begin PROVIDED MATERIAL

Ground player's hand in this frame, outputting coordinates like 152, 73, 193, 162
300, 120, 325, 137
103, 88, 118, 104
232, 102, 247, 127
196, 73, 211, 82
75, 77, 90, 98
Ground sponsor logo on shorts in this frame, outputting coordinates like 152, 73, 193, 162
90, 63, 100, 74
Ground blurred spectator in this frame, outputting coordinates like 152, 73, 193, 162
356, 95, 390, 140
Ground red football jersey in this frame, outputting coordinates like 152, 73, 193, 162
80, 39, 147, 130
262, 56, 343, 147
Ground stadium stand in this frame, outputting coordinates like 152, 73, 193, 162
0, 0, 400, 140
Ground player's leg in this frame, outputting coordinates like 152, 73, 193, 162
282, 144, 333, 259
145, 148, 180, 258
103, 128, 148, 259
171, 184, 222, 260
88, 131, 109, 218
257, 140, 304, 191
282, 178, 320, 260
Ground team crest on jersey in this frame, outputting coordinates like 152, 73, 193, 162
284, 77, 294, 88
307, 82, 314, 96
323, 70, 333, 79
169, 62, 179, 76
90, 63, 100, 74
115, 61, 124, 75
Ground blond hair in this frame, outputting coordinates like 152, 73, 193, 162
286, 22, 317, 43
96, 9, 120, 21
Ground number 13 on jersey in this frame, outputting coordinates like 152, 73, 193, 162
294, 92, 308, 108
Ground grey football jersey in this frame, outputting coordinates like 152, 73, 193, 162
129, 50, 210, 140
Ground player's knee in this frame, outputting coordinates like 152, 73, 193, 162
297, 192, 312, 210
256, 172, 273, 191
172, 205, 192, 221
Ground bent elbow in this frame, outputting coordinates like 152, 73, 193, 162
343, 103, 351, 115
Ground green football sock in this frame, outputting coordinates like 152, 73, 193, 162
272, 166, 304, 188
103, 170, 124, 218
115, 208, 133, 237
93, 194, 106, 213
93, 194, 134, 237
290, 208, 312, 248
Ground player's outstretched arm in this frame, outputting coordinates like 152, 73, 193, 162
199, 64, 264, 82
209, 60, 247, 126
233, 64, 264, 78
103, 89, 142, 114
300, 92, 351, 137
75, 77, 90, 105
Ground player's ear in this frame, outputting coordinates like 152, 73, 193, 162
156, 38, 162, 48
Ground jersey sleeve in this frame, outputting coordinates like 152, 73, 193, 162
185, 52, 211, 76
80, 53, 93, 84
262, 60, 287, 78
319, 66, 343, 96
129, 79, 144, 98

end PROVIDED MATERIAL

THE TASK
Rewrite the data above so that every occurrence of "football jersey" becomes "soccer jersey". Keep every other part of the data unchanged.

FULL SOLUTION
Ground player's hand in this frame, outputting coordinates like 152, 73, 193, 162
300, 120, 325, 137
103, 88, 118, 104
232, 102, 247, 127
196, 73, 211, 82
75, 77, 90, 98
Ground sponsor logo on shorts in this frame, outputting coordinates like 152, 73, 193, 162
90, 63, 100, 74
Ground blurred spectator in this frame, outputting coordinates like 152, 73, 193, 162
356, 95, 390, 140
Ground red soccer jersey in this frame, outputting coordinates like 152, 73, 193, 162
80, 39, 147, 130
262, 56, 343, 147
Ground stadium stand in this frame, outputting coordinates like 152, 73, 193, 162
0, 0, 400, 140
Ground player's leg in this frame, outputting coordinates like 152, 73, 193, 162
282, 144, 333, 259
145, 148, 180, 258
103, 128, 148, 259
171, 184, 222, 260
88, 131, 109, 218
257, 140, 304, 191
282, 178, 320, 260
Ground team crest on jersey in this frame, outputting coordinates like 152, 73, 193, 162
284, 77, 294, 88
307, 82, 314, 96
323, 70, 333, 79
169, 62, 179, 76
90, 63, 100, 74
115, 61, 124, 75
Ground blond hair in this frame, outputting coordinates like 152, 73, 193, 162
286, 22, 317, 43
96, 9, 120, 21
Ground number 13 on jersey in this frame, outputting coordinates like 152, 73, 193, 162
294, 92, 308, 108
Ground grey soccer jersey in this frame, outputting coordinates like 152, 73, 193, 162
129, 50, 210, 140
Ground player's knee in this frame, outputting coordinates like 152, 73, 193, 162
297, 192, 312, 210
256, 172, 273, 191
172, 205, 192, 221
Ground bent elbow in this frame, outputting coordinates like 152, 73, 193, 162
343, 103, 351, 115
Ground green football sock in this frame, outputting coordinates like 152, 73, 193, 162
272, 166, 304, 188
103, 170, 124, 218
115, 208, 133, 237
93, 194, 106, 213
93, 194, 134, 237
290, 208, 312, 248
Ground player's outstretched arm in this frame, outputting coordinates like 152, 73, 193, 162
199, 64, 264, 82
209, 60, 247, 126
233, 64, 264, 78
103, 89, 142, 114
300, 92, 351, 137
75, 77, 90, 105
Ground player's ear in this frame, outputting coordinates like 152, 73, 193, 162
156, 38, 162, 48
Ground jersey sleeve in this frame, outputting coordinates like 152, 73, 193, 162
185, 52, 211, 76
80, 53, 93, 84
262, 60, 287, 78
319, 66, 343, 96
129, 79, 144, 98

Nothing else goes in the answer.